Task statement
Write out exactly the lines below that run from the line containing "Q: Using the form shown in this sample, indicate the patterned" through the last line of the records.

--- Start Records for processing ---

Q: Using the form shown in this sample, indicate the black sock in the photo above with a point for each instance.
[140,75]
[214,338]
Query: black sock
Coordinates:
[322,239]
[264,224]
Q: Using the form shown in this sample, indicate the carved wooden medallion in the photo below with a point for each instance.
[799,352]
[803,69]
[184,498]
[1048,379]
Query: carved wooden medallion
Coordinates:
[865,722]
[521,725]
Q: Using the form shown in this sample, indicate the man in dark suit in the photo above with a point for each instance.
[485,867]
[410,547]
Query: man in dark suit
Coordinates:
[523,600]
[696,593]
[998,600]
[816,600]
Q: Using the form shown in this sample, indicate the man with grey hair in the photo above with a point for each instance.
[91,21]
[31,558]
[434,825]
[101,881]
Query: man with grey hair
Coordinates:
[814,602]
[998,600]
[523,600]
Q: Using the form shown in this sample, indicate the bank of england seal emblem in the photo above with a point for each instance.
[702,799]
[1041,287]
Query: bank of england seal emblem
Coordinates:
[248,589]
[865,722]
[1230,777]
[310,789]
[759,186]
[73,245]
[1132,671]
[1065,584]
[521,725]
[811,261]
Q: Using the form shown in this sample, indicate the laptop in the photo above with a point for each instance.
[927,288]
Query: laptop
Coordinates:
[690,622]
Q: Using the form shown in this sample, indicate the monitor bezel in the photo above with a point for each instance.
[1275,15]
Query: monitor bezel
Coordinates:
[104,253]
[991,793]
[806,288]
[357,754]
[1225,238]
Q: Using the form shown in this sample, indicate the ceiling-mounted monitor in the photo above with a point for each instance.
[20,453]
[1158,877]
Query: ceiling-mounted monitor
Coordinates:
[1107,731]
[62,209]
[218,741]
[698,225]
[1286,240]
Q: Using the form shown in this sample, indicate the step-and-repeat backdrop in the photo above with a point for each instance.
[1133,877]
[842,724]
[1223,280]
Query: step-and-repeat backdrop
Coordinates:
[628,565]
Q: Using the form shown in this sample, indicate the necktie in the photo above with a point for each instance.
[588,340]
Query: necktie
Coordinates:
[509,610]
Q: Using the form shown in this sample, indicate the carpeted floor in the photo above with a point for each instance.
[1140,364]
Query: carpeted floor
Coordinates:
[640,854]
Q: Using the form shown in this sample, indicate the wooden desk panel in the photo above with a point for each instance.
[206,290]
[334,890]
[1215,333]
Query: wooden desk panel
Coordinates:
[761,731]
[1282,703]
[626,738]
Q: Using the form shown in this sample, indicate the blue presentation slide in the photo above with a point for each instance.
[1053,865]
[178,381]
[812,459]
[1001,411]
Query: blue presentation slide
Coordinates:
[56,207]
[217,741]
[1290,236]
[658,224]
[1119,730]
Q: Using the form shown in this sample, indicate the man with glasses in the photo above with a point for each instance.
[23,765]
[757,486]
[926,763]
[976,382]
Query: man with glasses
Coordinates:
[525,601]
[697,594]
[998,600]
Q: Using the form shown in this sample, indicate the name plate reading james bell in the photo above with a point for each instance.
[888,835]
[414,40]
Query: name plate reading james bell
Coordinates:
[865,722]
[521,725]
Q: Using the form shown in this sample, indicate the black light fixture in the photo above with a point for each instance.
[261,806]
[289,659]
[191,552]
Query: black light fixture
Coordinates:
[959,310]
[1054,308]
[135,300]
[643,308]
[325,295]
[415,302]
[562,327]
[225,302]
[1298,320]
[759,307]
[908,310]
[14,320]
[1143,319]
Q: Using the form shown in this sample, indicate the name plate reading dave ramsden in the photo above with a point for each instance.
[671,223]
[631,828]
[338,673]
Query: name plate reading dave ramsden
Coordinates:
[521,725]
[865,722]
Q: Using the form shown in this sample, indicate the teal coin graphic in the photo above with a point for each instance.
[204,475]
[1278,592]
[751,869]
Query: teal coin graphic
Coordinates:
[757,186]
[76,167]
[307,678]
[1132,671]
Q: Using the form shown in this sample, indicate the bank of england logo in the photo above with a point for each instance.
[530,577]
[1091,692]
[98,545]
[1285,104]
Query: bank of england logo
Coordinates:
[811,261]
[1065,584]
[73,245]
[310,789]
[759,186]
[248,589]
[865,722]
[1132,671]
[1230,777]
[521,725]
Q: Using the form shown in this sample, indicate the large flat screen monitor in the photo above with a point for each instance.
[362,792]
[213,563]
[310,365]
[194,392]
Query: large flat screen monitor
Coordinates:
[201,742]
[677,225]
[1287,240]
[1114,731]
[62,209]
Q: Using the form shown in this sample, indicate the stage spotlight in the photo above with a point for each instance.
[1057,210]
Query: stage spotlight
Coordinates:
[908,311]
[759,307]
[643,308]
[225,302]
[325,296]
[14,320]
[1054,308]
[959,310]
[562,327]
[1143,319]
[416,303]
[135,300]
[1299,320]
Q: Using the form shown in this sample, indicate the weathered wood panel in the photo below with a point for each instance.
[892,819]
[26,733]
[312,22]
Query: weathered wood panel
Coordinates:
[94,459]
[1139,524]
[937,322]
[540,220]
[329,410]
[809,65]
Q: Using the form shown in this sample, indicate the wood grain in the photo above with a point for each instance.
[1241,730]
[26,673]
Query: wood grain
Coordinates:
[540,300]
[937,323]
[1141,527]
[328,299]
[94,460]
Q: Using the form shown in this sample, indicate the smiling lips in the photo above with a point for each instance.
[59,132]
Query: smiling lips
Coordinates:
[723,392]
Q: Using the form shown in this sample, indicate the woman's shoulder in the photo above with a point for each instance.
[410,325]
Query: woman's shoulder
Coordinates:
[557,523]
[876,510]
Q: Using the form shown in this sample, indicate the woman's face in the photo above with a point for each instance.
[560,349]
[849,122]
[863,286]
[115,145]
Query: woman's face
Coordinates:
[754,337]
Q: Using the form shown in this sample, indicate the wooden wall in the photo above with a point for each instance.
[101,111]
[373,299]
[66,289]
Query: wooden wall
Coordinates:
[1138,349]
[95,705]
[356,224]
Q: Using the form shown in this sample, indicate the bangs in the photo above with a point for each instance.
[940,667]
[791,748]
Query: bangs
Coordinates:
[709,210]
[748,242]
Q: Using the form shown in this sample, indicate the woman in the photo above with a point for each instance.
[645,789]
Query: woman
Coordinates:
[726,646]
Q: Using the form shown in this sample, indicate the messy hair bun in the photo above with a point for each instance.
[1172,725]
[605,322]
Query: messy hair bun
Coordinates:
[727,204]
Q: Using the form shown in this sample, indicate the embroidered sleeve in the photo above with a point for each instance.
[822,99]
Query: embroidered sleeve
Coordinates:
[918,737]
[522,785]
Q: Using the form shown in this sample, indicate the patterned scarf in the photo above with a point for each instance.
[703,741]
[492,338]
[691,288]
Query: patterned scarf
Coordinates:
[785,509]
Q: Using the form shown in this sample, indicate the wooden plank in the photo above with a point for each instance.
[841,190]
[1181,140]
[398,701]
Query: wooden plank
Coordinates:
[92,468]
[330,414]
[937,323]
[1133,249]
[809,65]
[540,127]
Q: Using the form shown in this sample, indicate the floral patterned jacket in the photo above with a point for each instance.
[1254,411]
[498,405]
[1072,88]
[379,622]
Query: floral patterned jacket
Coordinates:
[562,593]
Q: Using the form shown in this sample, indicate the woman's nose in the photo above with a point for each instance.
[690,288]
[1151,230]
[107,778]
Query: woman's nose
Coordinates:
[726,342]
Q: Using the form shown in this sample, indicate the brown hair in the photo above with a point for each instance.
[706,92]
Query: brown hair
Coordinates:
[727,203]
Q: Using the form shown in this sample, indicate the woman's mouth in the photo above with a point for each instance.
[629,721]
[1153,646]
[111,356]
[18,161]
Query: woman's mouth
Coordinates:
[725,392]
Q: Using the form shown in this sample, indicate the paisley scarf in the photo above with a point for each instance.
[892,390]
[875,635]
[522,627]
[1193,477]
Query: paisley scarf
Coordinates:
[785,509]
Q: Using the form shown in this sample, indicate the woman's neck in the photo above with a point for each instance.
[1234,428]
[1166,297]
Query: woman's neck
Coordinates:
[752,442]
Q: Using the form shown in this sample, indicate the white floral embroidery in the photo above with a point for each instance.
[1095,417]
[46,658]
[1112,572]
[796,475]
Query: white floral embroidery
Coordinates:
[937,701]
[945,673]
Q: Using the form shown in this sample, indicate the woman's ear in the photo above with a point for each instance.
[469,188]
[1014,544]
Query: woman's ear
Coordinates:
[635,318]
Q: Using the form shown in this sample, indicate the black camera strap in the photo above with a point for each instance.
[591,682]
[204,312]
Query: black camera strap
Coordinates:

--- End Records for processing ---

Worked solution
Q: Using the form shown in this sample, indicate the patterned scarf in the photo above with a point for each instance.
[703,741]
[492,338]
[691,288]
Query: patterned scarf
Coordinates:
[785,509]
Q: Using the form shown in this sample, indicate the wooden plank in the photo above with a point for each instance.
[841,190]
[1181,140]
[398,701]
Query: wooden plank
Coordinates:
[92,468]
[330,414]
[937,323]
[1133,249]
[809,65]
[540,127]
Q: Using the form shown in this sample, indicate the floral patterned jacket in the photo above with a point for each instance.
[1254,411]
[498,405]
[1072,88]
[379,622]
Query: floral patterned jacket
Coordinates:
[562,593]
Q: Using the form shown in this sample, indicate the woman's nose in the photo above with a point for each instance.
[690,288]
[1151,230]
[107,778]
Query: woman's nose
Coordinates:
[726,342]
Q: Using the form shown in this sample, indicate the brown hair in the photo above with a point for each instance.
[706,92]
Query: brown hair
Coordinates:
[727,203]
Q: Using the form shown in this sample, indicate the woman's mouth in the photo above with a point for each instance.
[629,721]
[1153,646]
[111,356]
[18,161]
Query: woman's mouth
Coordinates:
[725,392]
Q: Using the form shown in this sample, indicate the paisley scarf in the photo above with a point for each instance.
[892,390]
[875,635]
[522,627]
[1193,477]
Query: paisley scarf
Coordinates:
[785,509]
Q: Using the form shown in this sample, indicate the woman's neck in the photo above with a point for each instance.
[1234,428]
[1166,297]
Query: woman's neck
Coordinates:
[752,442]
Q: Using the form shown in this sample, indicate the white floral embroidery in the photo above with a point for each instance.
[1095,417]
[46,658]
[1112,572]
[796,475]
Query: white floral embroidery
Coordinates:
[937,701]
[945,673]
Q: Using the form shown in this sample, indicate the woman's ear in the photo above with a point for each instance.
[469,188]
[1014,544]
Query: woman's ear
Coordinates:
[635,318]
Q: Using the form shown in this sample, indicate the black camera strap in the photo above with a point for each instance.
[591,682]
[204,312]
Query: black camera strap
Coordinates:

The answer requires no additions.